Written request: Transcribe verbatim the lines of the records below, beginning with the line that contains "(format x=286, y=302)" and continuing through the line that contains "x=375, y=56", with both of those lines included.

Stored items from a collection
================================
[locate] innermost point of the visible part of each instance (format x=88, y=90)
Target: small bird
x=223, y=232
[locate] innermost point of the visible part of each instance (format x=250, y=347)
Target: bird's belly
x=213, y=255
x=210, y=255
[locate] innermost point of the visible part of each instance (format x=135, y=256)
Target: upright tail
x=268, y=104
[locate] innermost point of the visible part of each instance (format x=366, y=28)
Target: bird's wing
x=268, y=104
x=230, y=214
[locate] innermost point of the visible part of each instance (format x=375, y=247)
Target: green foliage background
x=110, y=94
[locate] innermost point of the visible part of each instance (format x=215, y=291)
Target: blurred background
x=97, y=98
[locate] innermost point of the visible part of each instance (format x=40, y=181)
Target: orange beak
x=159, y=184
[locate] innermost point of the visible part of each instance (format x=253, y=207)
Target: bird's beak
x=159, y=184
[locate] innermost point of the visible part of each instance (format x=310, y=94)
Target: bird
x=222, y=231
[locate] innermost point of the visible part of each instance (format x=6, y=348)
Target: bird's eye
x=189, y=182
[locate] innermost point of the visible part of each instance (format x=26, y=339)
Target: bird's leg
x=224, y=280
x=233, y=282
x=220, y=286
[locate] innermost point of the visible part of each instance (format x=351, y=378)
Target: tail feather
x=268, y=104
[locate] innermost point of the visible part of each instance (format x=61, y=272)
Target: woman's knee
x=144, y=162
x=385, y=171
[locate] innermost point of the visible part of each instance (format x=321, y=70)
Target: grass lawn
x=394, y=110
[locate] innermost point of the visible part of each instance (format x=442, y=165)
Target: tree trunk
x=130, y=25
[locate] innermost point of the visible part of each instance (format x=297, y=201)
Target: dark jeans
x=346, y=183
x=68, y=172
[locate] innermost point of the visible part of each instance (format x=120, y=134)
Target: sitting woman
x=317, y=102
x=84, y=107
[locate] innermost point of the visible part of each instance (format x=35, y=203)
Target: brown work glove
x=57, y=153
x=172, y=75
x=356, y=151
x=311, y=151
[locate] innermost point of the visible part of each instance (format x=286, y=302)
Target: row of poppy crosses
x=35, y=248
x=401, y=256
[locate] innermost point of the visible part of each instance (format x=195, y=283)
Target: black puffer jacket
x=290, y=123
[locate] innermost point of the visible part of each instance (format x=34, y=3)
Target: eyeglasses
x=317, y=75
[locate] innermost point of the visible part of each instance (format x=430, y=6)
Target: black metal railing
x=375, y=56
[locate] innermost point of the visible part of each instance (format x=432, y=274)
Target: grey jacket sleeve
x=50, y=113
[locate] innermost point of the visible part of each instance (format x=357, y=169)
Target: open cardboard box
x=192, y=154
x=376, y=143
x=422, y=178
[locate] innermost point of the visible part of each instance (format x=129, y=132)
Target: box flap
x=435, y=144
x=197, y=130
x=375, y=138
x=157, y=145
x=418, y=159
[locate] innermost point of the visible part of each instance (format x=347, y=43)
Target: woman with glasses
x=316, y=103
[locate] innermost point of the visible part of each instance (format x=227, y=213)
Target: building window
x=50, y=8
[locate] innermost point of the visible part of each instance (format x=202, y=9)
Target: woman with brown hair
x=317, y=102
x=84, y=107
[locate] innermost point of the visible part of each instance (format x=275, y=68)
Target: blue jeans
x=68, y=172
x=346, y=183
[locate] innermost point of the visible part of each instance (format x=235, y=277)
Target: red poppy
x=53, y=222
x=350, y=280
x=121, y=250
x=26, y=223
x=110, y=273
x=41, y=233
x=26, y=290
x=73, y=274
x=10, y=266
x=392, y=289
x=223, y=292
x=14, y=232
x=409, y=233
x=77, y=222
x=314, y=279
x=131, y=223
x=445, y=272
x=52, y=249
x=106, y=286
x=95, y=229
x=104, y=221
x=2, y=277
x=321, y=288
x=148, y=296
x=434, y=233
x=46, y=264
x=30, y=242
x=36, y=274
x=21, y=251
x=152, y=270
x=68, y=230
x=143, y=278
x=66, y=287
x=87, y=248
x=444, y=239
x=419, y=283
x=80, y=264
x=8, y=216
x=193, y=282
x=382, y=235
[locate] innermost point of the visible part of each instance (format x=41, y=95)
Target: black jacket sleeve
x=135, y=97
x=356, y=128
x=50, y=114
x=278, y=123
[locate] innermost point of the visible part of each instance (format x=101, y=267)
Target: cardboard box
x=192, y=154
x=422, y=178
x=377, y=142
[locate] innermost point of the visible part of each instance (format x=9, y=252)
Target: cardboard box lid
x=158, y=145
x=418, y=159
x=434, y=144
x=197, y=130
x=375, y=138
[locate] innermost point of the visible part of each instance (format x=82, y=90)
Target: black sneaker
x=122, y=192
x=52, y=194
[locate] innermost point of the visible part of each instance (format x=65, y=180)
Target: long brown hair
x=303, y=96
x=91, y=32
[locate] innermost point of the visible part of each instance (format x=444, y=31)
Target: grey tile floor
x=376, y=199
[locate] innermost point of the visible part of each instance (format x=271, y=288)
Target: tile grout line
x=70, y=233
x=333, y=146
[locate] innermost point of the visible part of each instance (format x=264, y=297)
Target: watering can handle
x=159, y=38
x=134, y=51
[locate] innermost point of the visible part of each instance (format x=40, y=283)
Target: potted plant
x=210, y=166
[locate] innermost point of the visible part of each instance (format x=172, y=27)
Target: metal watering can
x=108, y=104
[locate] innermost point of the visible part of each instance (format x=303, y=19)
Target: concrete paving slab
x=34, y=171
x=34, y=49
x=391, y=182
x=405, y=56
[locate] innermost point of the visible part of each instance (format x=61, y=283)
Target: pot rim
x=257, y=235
================================
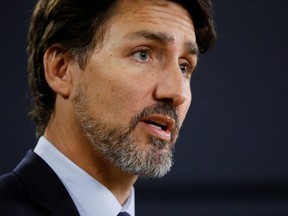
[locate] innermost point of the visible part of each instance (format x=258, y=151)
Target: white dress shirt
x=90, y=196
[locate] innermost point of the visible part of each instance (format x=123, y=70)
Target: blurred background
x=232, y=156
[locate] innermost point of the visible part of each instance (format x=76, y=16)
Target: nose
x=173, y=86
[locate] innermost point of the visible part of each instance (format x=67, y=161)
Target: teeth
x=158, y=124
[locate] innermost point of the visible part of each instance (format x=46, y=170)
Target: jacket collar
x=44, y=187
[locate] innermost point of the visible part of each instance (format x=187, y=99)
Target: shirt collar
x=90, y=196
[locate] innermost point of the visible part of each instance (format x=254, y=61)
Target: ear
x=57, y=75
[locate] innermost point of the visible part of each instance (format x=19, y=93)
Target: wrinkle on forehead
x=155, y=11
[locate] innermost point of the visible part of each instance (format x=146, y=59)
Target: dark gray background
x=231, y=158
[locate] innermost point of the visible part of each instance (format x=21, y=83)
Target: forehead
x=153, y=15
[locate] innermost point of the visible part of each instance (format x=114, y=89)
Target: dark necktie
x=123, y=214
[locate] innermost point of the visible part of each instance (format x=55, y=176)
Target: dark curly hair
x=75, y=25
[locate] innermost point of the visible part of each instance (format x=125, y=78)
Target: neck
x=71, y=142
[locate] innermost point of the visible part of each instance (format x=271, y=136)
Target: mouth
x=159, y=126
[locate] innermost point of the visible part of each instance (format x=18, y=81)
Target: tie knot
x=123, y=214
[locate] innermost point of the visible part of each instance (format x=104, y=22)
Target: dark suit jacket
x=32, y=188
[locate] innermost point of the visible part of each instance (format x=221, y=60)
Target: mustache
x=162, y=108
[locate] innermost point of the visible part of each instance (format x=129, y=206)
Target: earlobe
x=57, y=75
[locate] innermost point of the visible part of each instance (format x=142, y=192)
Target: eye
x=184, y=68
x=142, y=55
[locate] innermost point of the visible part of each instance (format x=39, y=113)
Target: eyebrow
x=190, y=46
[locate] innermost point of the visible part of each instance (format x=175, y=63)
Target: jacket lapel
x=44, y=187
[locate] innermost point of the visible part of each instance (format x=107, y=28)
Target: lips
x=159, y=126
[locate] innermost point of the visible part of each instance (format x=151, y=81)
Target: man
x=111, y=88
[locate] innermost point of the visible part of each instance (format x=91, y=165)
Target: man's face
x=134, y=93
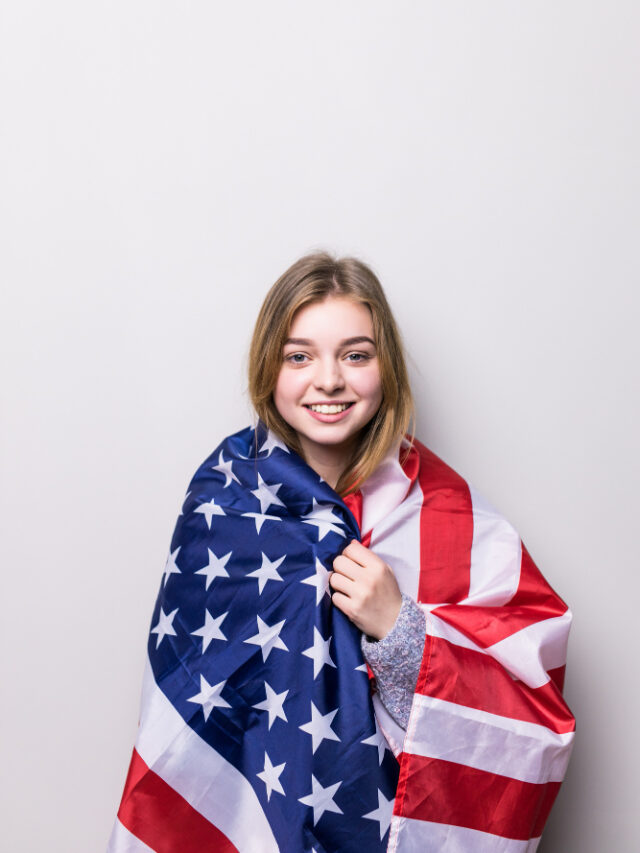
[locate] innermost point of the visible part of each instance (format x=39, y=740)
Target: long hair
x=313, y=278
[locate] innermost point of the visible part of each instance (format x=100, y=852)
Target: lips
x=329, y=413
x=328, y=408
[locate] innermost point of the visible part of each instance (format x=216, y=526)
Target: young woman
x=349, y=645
================================
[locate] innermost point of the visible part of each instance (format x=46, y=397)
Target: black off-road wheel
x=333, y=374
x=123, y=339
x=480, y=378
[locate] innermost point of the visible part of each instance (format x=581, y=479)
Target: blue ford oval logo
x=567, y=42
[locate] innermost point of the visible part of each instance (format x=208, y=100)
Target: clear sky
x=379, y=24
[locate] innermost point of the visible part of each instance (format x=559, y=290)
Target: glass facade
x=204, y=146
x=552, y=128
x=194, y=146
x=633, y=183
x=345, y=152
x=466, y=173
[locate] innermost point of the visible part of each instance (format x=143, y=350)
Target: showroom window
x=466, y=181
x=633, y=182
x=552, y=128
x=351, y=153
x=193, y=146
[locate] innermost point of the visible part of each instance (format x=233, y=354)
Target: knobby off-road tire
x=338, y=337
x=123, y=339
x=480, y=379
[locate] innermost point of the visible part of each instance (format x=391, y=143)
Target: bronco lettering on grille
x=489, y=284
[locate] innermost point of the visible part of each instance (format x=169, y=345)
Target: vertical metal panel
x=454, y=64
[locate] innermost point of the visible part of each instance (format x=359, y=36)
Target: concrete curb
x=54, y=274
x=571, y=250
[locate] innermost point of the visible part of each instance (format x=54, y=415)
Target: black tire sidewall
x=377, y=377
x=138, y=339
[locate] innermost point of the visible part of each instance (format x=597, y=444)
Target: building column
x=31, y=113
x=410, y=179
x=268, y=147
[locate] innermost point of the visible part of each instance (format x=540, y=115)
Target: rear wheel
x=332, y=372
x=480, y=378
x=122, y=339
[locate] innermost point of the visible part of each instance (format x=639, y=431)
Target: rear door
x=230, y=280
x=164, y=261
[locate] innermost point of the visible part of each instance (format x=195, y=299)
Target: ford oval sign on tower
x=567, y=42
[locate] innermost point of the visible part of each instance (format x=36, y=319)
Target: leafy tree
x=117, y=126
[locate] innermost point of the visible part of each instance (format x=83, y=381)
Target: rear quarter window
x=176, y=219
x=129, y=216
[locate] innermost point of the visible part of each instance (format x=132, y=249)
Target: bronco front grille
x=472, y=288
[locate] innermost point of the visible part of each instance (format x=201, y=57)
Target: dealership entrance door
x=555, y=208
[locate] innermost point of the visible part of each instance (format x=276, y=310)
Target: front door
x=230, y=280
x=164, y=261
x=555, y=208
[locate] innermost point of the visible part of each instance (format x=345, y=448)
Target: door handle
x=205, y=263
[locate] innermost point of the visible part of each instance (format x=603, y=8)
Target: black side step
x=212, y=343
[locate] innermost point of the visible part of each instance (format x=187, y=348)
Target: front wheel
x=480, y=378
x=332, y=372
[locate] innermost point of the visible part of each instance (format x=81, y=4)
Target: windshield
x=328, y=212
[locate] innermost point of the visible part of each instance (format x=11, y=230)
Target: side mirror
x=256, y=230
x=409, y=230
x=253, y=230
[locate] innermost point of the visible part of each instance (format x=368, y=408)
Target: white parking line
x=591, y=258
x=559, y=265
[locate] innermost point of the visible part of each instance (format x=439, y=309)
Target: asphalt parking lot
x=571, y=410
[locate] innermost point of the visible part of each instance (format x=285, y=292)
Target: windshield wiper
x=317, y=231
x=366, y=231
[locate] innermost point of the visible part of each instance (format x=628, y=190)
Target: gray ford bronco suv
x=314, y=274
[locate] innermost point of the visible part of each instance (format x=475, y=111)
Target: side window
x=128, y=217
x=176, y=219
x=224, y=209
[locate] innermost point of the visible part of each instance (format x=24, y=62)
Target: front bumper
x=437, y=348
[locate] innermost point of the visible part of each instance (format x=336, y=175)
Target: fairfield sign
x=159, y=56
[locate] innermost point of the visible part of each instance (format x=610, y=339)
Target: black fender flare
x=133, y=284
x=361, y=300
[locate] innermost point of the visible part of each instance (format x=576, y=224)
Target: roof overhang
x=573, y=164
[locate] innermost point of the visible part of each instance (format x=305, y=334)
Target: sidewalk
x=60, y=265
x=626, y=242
================================
Task solution:
[locate] innermost point of the visible part of each instance (format x=286, y=302)
Target: row of poppy crosses
x=35, y=248
x=401, y=256
[locate] innermost point of the visible part of each instance (format x=195, y=283)
Target: black puffer jacket
x=290, y=123
[locate] innermost point of the visible part of each instance (format x=34, y=3)
Target: eyeglasses
x=317, y=75
[locate] innermost point of the visible part of each instance (format x=430, y=6)
Target: black metal railing
x=375, y=56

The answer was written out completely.